FRAGMENTO SELECCIONADO:
Hoy, coincidente con esta fiesta de la Cruz, es también el Domingo XXIV de T. Ordinario, cuyo Evangelio según San Mateo 18,21-35, refiere el diálogo de Pedro con Jesús, sobre el perdón, que ilumina con la parábola de un rey que quiso ajustar las cuentas con sus empleados.

El judaísmo ya conocía el deber del perdón de las ofensas, pero era todavía una conquista reciente que no conseguía imponerse. Las escuelas rabínicas exigían a sus discípulos que perdonasen, pero según unas tarifas precisas, unas cuantas veces; de ahí, la  pregunta de Pedro, preocupado por saber, cuál era la tarifa de Jesús.

Con la parábola, el Maestro le contesta que el perdón está fuera de toda tarifa, pues es el signo del perdón recibido de Dios. El perdón ya no es únicamente un deber moral con tarifa, sino la referencia, el eco de la conciencia de haber sido perdonado. Es la característica del perdón cristiano, que perdona como ha sido perdonado, se apiada del compañero, porque él obtuvo compasión (vv. 17.33; Os 6,6; Mt 9,13; 12,7). Llega a ser así una especie de virtud teologal que prolonga, para el otro, el provecho del perdón dado por Dios (Col 3,13; Mt 6,14-15; 2 Co 5,18-20).

En la respuesta, enseña, que no se pueden poner límites al perdón, hay que hacerlo siempre. El perdón del que habla Jesús es la renuncia incluso a la compensación justa por daños y perjuicios; ser discípulo de Jesús es ser diferente, pues equivale a poner en marcha la utopía. El discípulo se sabe perdonado por Dios y vive desde la experiencia de ese perdón; se sabe envuelto en gracia. Por eso, lo que brota del discípulo nunca serán exigencias, sino donación, perdón y gratuidad. El perdón de Dios es el motivo y la medida del perdón fraterno. La pauta es Jesucristo: "que os améis mutuamente como yo os he amado" (Jn 13,34).

Dios es Padre de perdón y misericordiosa. La Cruz es el signo eminente y sublime del perdón a la humanidad pecadora. En su dimensión penitencial, la Iglesia ejerce el perdón de Dios, pero la fraternidad del cristiano perdonado no es real y significante para el mundo, sino en la medida en que imparte efectivamente el perdón y edifica la paz.  La nota más expresiva de la misericordia de Dios, manifiesta en su perdón al mal uso de nuestra libertad y en toda su acción con el hombre, es la imposibilidad de poder ser pagada de alguna manera; es auténtico amor a fondo perdido; Dios nada gana con querernos.

DATOS MOSTRADOS:
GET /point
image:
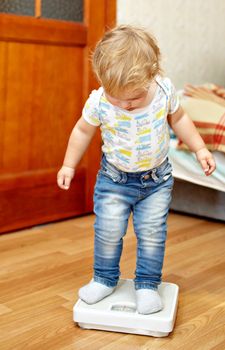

TAREAS Y EJERCICIOS:
A) En el fragmento sobre el perdón, enumera todas las citas bíblicas entre paréntesis de la oración que comienza «Llega a ser así una especie de virtud teologal».
B) Según el fragmento sobre el perdón, ¿qué exigían las escuelas rabínicas a sus discípulos?

SOLUCIONES DE TAREAS:
A) Col 3,13; Mt 6,14-15; 2 Co 5,18-20

B) Que perdonasen, pero según unas tarifas precisas, unas cuantas veces.